Copy the lines from the line with "Where can the blue" to the line with "<point>152,186</point>", putting "denim pants" wherever "blue jeans" appears and changing nothing else. Give only those lines.

"""

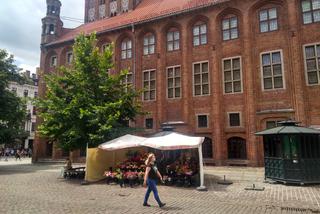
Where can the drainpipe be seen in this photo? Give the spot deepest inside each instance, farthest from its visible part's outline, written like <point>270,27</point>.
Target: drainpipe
<point>134,56</point>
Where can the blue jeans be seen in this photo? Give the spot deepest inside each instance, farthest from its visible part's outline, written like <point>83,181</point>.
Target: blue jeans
<point>152,186</point>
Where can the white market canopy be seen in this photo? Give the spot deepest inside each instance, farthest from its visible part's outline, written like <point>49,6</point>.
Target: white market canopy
<point>161,141</point>
<point>169,141</point>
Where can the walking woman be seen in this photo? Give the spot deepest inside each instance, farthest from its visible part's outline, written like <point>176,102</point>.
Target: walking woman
<point>150,179</point>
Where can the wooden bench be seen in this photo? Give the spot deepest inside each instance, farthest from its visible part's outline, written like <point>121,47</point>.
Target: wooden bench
<point>78,172</point>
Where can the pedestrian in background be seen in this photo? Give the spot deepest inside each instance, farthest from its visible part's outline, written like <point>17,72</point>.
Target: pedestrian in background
<point>150,180</point>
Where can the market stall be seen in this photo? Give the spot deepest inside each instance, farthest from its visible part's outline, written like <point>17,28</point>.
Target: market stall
<point>110,153</point>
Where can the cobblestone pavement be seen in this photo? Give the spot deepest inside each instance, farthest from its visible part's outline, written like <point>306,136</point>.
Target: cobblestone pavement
<point>27,188</point>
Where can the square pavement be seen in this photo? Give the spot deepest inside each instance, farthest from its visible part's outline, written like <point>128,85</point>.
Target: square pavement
<point>37,188</point>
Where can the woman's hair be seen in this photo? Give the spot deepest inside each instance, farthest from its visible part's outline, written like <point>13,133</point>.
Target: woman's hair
<point>149,159</point>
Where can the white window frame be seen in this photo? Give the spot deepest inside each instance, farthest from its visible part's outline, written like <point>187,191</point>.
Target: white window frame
<point>305,64</point>
<point>241,79</point>
<point>126,41</point>
<point>56,61</point>
<point>126,82</point>
<point>67,57</point>
<point>268,19</point>
<point>282,67</point>
<point>173,67</point>
<point>200,35</point>
<point>240,119</point>
<point>155,96</point>
<point>197,120</point>
<point>104,46</point>
<point>230,28</point>
<point>148,45</point>
<point>145,123</point>
<point>193,82</point>
<point>173,42</point>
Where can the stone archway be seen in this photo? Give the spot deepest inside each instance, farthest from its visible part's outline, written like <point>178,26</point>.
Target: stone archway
<point>237,148</point>
<point>207,148</point>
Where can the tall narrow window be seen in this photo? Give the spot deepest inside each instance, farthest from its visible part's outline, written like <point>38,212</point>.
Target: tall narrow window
<point>128,81</point>
<point>234,119</point>
<point>25,93</point>
<point>126,49</point>
<point>173,40</point>
<point>272,70</point>
<point>230,28</point>
<point>232,75</point>
<point>203,121</point>
<point>69,58</point>
<point>268,20</point>
<point>53,61</point>
<point>149,123</point>
<point>201,79</point>
<point>200,34</point>
<point>310,11</point>
<point>149,84</point>
<point>174,82</point>
<point>312,62</point>
<point>148,44</point>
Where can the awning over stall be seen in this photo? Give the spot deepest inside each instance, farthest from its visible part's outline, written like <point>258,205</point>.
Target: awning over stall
<point>164,141</point>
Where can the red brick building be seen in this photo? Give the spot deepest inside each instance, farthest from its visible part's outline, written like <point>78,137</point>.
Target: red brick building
<point>222,69</point>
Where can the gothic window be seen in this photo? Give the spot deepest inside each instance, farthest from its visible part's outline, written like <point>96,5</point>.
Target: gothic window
<point>173,40</point>
<point>53,61</point>
<point>69,57</point>
<point>113,8</point>
<point>148,44</point>
<point>125,5</point>
<point>312,63</point>
<point>51,29</point>
<point>126,49</point>
<point>102,9</point>
<point>310,11</point>
<point>268,20</point>
<point>149,85</point>
<point>232,75</point>
<point>230,28</point>
<point>200,34</point>
<point>174,82</point>
<point>201,79</point>
<point>272,71</point>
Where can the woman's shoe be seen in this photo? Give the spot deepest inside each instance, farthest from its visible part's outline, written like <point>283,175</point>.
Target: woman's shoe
<point>162,204</point>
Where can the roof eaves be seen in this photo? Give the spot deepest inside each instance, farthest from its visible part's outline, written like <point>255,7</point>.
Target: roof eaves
<point>145,21</point>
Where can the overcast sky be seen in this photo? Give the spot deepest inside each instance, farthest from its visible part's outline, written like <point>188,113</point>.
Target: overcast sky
<point>20,27</point>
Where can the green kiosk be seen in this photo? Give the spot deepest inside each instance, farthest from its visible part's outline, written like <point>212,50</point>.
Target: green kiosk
<point>291,153</point>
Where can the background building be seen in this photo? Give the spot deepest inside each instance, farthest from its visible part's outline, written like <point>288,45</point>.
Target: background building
<point>28,91</point>
<point>222,69</point>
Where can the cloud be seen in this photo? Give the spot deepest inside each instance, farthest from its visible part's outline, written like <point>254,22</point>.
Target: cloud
<point>20,27</point>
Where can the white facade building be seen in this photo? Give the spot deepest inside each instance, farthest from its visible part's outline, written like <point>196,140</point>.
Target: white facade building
<point>28,91</point>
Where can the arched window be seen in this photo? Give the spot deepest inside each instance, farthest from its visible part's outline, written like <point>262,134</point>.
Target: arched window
<point>237,148</point>
<point>268,19</point>
<point>230,28</point>
<point>148,44</point>
<point>207,148</point>
<point>200,34</point>
<point>173,39</point>
<point>126,49</point>
<point>51,29</point>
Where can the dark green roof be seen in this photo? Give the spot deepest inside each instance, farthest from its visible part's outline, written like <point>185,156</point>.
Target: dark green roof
<point>288,130</point>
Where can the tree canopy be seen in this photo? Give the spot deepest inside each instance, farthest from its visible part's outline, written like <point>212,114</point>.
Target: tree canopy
<point>84,103</point>
<point>12,108</point>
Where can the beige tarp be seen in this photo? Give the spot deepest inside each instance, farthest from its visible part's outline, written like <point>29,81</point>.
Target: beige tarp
<point>98,161</point>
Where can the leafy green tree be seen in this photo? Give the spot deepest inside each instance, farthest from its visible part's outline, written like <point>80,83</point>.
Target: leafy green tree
<point>84,103</point>
<point>12,108</point>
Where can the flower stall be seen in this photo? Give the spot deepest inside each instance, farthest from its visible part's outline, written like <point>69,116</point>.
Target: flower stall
<point>128,169</point>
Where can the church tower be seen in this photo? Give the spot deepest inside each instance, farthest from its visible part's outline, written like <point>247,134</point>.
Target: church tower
<point>51,24</point>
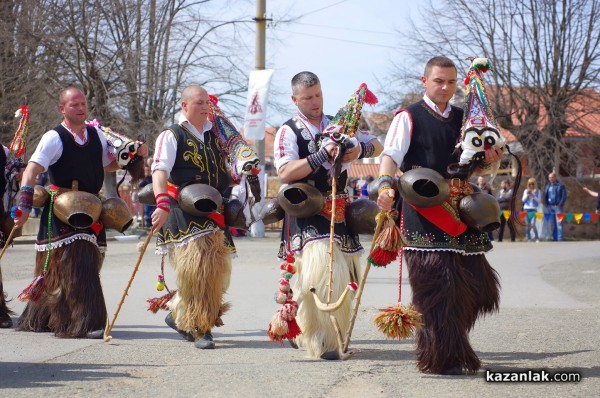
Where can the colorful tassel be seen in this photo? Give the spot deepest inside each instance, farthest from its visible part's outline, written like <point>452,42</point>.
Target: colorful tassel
<point>18,145</point>
<point>283,324</point>
<point>388,243</point>
<point>398,322</point>
<point>160,303</point>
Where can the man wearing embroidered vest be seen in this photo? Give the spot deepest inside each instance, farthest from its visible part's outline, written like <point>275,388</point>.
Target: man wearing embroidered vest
<point>66,297</point>
<point>197,150</point>
<point>452,282</point>
<point>5,312</point>
<point>301,157</point>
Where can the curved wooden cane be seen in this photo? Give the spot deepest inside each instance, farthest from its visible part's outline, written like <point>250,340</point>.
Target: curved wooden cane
<point>108,329</point>
<point>361,287</point>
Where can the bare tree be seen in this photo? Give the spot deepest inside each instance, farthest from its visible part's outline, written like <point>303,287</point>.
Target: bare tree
<point>130,57</point>
<point>546,64</point>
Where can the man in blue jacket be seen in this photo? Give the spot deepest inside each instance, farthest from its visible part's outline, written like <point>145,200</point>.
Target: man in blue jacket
<point>555,196</point>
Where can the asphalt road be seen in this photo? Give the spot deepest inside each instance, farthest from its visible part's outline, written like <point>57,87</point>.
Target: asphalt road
<point>549,320</point>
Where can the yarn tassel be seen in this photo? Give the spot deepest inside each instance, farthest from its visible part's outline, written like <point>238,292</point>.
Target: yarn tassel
<point>283,324</point>
<point>370,97</point>
<point>398,321</point>
<point>34,290</point>
<point>160,303</point>
<point>388,242</point>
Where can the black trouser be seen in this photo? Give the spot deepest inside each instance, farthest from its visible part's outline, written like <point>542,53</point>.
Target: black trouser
<point>511,228</point>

"""

WRITTEN ANSWER -
Where can the denim pants be seen in this photo? Give the spot deepest inside each instance, farthest from its visible part's outline, written like <point>83,181</point>.
Target: denim pants
<point>152,186</point>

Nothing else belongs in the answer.